### Görev 1:
Kamulaştırma davası metnine göre aşağıdaki soruları yanıtlayın:
(a) İlk Derece Mahkemesi, kamulaştırılan taşınmazların tapu kaydı için nasıl bir karar vermiş?
(b) Kamulaştırma bedelinin kime ödenmesine karar verilmiş?
(c) Bölge Adliye Mahkemesinin kararına karşı kimler temyiz isteminde bulunmuş?
### Görev 2:
Kamulaştırma davası metnini son cümleden sonra gelecek şekilde sürdürün.

İlk Derece Mahkemesinin yukarıda tarih ve sayısı belirtilen kararı ile davanın kabulüne ve kamulaştırma bedelinin tespiti ile bu bedelin davalı tarafa ödenmesine, kamulaştırılan taşınmazların tapu kaydının iptali ile davacı idare adına tesciline karar verilmiştir.

VI. TEMYİZ

A. Temyiz Yoluna Başvuranlar

Bölge Adliye Mahkemesinin yukarıda belirtilen kararına karşı süresi içinde taraf vekilleri temyiz isteminde bulunmuştur.

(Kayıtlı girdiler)
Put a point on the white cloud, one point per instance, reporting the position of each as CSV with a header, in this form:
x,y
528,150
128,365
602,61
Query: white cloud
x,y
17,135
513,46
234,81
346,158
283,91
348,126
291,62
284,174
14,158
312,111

### Yazılı Yanıt 1:
(a) Tapu kaydının iptaline ve taşınmazların davacı idare adına tesciline karar vermiş.
(b) Davalı tarafa.
(c) Taraf vekilleri, süresi içinde.

### Yazılı Yanıt 2:
B. Temyiz Sebepleri

1. Davacı idare vekili temyiz dilekçesinde özetle; kapama fındık bahçesi olan taşınmazın arsa olarak kabul edilmesi ile üzerindeki kapama özelliği katan fındık ağaçlarına ayrıca tarımsal net gelir esas alınarak, kapitalizasyon faiz oranı uygulanmak suretiyle belirlenen kapama fındık bahçesi bedelinden, taşınmazın zemininin tarım arazisi olarak ekilebilecek münavebe ürün gelirine göre biçilecek değeri düşülmek suretiyle fındık ağaçlarının bedellerinin tespit edilmesi neticesinde kamulaştırma bedelinin fahiş değerlere yükseltildiğini, emsal taşınmazın uygun olmadığını, dava konusu taşınmazın arsa vasfında olmadığını, dava konusu taşınmazdan %45 düzenleme ortaklık payının kesilmemesinin hatalı olduğunu, müvekkili idare lehine vekâlet ücreti takdir edilmesi gerektiğini ileri sürerek kararın bozulmasını talep etmiştir.

2. Davalı vekili temyiz dilekçesinde özetle; tespit edilen metrekare birim değerinin düşük olduğunu, emsal taşınmazın uygun nitelikte olmadığını, yapı ve ağaç bedellerinin düşük hesaplandığını, %35 düzenleme ortaklık payı kesintisinin yüksek olduğunu, mevduata uygulanan en yüksek faiz oranının uygulanması gerektiğini, arta kalan alan yönünden değer düşüklüğü hesabının yapılmadığını ileri sürerek kararın bozulmasını talep etmiştir.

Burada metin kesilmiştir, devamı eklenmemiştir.